▸ **Provided entries**:
***
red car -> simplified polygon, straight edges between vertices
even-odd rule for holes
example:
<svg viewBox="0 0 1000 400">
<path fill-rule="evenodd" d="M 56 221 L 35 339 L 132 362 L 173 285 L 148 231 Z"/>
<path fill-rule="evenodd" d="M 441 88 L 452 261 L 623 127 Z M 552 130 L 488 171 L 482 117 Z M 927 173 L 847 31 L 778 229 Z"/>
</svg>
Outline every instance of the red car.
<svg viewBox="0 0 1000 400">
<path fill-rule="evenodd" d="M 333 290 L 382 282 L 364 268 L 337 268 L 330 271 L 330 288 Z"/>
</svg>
***
▸ **Task requirements**: All of the data must be set down again exactly.

▸ **Answer for the task**:
red car -> simplified polygon, straight edges between vertices
even-odd rule for holes
example:
<svg viewBox="0 0 1000 400">
<path fill-rule="evenodd" d="M 56 221 L 35 339 L 132 362 L 173 285 L 148 231 Z"/>
<path fill-rule="evenodd" d="M 441 88 L 452 261 L 623 127 Z M 552 130 L 488 171 L 482 117 Z M 927 173 L 847 31 L 778 229 Z"/>
</svg>
Outline every instance of the red car.
<svg viewBox="0 0 1000 400">
<path fill-rule="evenodd" d="M 333 290 L 382 282 L 364 268 L 337 268 L 330 271 L 330 288 Z"/>
</svg>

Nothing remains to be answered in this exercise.